"""
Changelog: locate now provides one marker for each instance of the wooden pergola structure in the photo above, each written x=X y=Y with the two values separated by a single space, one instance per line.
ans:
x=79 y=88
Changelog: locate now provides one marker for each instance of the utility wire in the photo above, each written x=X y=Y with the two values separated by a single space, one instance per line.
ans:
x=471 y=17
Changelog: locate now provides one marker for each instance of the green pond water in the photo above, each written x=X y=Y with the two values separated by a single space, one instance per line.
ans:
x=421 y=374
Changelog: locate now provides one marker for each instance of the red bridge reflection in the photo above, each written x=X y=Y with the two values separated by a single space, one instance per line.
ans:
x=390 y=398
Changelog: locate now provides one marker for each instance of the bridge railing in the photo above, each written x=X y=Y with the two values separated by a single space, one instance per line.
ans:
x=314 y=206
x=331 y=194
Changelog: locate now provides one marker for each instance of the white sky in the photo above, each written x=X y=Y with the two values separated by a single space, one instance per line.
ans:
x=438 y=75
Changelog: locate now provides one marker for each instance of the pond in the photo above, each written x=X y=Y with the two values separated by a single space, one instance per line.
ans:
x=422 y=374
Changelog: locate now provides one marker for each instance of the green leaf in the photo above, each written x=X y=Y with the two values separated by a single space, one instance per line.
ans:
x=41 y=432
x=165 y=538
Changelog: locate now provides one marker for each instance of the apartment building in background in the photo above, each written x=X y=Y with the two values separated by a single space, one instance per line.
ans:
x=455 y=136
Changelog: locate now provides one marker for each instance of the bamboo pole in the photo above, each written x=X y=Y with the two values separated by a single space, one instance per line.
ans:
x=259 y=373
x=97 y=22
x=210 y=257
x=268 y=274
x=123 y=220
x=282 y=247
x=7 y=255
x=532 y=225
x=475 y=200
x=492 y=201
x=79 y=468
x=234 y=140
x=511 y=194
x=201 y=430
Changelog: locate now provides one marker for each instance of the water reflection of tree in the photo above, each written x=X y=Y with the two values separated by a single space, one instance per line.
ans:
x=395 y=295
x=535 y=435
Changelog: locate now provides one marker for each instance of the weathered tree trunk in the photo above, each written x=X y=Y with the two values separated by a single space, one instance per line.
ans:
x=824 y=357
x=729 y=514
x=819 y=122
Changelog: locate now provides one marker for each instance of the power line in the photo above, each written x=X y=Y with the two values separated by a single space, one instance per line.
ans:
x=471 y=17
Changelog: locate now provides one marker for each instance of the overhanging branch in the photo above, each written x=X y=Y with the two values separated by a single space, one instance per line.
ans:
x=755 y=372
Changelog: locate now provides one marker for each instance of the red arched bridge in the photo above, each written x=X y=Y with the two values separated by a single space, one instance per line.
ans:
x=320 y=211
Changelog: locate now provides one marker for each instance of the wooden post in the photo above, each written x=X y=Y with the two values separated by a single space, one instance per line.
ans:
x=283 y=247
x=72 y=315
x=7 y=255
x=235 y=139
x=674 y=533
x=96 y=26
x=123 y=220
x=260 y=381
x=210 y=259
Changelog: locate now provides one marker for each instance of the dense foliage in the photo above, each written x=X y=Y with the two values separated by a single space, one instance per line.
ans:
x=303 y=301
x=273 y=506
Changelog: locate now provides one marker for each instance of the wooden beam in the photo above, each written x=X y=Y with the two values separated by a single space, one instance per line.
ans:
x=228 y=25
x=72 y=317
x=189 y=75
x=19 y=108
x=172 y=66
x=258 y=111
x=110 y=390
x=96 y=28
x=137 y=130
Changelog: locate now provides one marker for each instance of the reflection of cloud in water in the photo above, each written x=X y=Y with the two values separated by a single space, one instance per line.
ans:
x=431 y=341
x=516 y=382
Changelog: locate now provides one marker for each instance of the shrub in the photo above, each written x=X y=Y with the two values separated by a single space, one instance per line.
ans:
"""
"""
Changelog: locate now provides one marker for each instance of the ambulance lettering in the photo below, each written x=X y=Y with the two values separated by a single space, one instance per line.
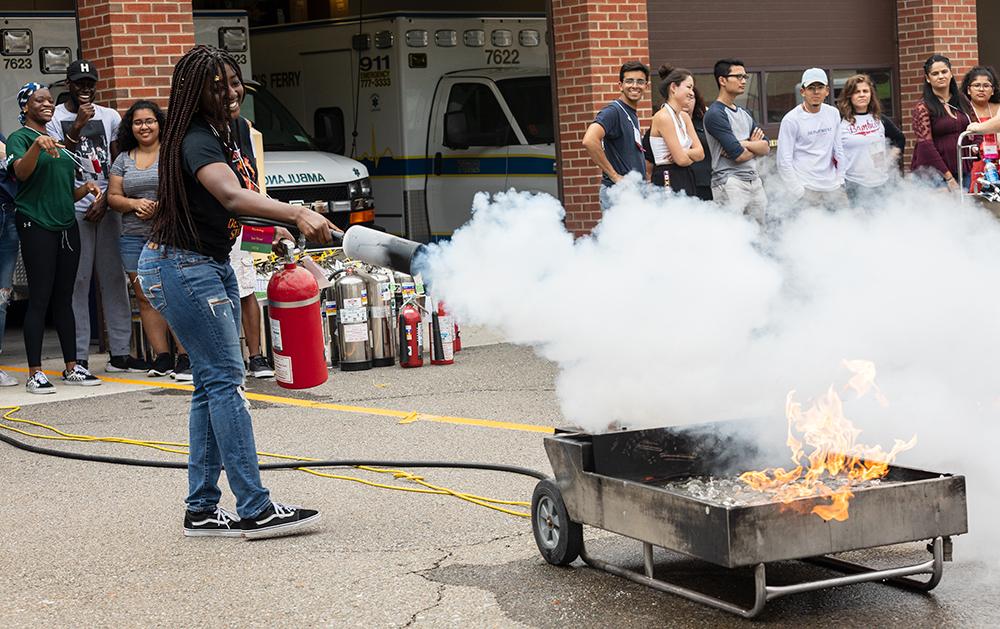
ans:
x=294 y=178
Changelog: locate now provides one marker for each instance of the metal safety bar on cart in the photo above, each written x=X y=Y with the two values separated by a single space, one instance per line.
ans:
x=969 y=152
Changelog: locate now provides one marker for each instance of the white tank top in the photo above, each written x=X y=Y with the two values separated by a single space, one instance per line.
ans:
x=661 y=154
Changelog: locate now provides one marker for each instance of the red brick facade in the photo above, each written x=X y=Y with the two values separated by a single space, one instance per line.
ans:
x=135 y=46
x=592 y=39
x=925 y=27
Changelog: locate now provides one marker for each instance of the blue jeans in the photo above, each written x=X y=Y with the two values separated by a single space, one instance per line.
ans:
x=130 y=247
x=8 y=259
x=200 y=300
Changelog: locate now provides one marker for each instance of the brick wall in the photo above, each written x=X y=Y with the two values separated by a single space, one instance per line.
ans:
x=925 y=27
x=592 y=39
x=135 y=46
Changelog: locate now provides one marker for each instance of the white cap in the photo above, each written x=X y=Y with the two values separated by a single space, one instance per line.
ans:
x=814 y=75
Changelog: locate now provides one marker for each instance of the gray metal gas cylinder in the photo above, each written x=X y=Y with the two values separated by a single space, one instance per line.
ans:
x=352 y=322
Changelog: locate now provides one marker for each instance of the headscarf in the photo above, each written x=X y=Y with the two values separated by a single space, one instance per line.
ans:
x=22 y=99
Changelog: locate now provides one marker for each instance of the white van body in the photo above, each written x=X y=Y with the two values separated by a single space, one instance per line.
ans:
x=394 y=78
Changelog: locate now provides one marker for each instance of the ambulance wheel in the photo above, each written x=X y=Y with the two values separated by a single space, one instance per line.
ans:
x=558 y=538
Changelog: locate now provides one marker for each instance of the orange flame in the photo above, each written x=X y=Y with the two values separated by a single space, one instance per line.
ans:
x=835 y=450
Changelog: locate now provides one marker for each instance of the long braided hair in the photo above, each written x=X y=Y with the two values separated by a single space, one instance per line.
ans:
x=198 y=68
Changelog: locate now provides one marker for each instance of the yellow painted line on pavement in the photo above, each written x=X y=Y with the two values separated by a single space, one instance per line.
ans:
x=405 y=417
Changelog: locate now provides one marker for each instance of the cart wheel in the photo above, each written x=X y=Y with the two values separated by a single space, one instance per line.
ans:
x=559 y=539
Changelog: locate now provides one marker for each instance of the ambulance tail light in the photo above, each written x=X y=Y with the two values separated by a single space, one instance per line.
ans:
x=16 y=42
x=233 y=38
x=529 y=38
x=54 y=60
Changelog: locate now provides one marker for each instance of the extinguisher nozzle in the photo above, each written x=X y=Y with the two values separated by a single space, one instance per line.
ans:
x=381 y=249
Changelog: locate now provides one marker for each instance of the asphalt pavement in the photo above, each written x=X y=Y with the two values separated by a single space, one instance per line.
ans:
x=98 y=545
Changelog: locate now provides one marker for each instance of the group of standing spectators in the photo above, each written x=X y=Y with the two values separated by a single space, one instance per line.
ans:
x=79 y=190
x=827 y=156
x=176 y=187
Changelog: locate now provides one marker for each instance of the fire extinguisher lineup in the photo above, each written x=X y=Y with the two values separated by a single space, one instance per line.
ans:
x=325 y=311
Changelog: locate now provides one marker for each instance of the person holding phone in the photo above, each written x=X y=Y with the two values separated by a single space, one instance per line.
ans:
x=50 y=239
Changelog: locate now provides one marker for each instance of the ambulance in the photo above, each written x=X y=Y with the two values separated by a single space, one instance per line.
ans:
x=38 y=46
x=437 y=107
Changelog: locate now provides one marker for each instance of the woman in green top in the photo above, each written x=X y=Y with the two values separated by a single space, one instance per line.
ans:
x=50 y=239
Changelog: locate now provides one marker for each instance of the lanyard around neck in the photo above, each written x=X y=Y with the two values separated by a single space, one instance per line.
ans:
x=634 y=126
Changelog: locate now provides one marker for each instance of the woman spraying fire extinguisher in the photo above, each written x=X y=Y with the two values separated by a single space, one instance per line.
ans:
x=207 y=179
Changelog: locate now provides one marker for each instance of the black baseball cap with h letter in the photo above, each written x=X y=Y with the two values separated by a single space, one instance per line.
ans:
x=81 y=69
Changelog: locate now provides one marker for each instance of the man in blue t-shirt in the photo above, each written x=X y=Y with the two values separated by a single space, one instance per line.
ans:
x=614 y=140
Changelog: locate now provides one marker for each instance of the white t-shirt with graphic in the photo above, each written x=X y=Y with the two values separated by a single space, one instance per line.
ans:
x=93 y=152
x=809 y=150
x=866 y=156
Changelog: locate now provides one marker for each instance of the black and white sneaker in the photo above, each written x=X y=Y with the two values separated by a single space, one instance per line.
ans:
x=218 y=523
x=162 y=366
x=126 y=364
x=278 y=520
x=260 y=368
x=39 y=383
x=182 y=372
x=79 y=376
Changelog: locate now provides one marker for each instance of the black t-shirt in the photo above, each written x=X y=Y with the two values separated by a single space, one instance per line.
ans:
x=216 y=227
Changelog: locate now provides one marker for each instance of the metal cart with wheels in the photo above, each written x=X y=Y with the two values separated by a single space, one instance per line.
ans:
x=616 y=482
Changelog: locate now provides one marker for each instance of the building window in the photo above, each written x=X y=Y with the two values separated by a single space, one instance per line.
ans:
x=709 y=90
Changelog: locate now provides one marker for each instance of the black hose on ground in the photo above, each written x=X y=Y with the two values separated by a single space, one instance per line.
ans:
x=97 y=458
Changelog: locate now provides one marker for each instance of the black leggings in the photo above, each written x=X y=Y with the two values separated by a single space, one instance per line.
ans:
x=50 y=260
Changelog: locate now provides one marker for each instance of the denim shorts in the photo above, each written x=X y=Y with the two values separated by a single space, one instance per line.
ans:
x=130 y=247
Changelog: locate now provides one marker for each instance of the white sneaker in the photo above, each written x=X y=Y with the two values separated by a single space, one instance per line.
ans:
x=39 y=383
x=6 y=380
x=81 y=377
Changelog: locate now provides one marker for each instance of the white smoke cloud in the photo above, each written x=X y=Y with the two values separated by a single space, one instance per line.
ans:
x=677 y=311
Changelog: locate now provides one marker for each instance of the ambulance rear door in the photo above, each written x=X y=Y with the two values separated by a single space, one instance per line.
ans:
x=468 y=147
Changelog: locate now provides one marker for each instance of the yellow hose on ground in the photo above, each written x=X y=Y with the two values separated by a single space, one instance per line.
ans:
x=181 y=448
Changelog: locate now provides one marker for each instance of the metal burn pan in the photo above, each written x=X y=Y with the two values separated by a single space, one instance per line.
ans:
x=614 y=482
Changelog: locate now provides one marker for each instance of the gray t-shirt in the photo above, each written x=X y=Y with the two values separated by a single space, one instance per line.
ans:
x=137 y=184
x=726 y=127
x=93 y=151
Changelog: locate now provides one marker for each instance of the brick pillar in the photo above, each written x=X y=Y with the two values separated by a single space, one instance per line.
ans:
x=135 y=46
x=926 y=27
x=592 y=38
"""
"""
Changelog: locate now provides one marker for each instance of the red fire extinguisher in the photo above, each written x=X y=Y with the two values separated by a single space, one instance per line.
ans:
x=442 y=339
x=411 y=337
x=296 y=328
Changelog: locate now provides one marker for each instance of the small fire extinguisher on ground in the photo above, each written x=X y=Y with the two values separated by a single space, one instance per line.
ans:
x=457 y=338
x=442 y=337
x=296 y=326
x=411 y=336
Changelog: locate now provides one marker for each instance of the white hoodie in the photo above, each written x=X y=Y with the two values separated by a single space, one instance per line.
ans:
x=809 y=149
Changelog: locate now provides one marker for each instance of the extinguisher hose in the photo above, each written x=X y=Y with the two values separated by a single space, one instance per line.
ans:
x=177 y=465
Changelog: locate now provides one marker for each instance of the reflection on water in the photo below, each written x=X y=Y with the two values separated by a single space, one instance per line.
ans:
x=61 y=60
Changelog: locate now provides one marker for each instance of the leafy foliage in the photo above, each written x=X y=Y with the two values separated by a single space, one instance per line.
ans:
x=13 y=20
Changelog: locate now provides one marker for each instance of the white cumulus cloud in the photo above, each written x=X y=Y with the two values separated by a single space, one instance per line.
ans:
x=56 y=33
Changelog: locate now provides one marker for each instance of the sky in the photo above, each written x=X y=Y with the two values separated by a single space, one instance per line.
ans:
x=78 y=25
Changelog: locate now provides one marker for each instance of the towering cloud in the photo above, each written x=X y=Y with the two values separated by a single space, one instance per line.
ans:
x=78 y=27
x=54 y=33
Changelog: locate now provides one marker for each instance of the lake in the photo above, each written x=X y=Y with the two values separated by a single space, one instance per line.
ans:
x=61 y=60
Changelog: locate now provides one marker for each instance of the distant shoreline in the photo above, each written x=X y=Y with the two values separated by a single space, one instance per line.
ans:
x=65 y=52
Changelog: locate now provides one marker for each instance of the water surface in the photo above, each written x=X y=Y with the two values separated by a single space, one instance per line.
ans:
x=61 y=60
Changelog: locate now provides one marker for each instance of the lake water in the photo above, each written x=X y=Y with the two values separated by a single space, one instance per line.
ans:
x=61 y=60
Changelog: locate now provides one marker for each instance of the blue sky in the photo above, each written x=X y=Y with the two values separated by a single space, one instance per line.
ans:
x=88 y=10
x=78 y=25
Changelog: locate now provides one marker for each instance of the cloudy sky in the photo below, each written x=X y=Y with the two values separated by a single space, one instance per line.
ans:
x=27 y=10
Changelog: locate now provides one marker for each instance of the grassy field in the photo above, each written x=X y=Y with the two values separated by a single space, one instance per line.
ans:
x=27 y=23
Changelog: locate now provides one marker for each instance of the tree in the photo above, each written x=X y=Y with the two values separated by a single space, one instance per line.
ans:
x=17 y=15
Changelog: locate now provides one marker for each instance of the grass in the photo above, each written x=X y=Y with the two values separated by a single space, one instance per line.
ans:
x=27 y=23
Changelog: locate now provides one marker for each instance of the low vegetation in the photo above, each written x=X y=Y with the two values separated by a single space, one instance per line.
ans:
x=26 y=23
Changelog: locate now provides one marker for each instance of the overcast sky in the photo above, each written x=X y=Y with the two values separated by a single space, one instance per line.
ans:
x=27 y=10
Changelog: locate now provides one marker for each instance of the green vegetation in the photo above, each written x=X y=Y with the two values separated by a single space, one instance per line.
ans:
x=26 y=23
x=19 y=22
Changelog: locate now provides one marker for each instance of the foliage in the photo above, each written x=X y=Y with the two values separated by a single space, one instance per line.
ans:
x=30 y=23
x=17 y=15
"""
## EXERCISE
Rewrite the listing from the line with "of the dense" up to and including the line with "x=273 y=506", replacing "dense foliage" with "thick foliage" and leaving every other character of those lines as it stands. Return only those lines.

## ANSWER TO THE TASK
Changelog: locate now provides one marker for each instance of the thick foliage in the photo above, each written x=X y=Y with the two values separated by a single space, one instance per line.
ans:
x=303 y=301
x=273 y=506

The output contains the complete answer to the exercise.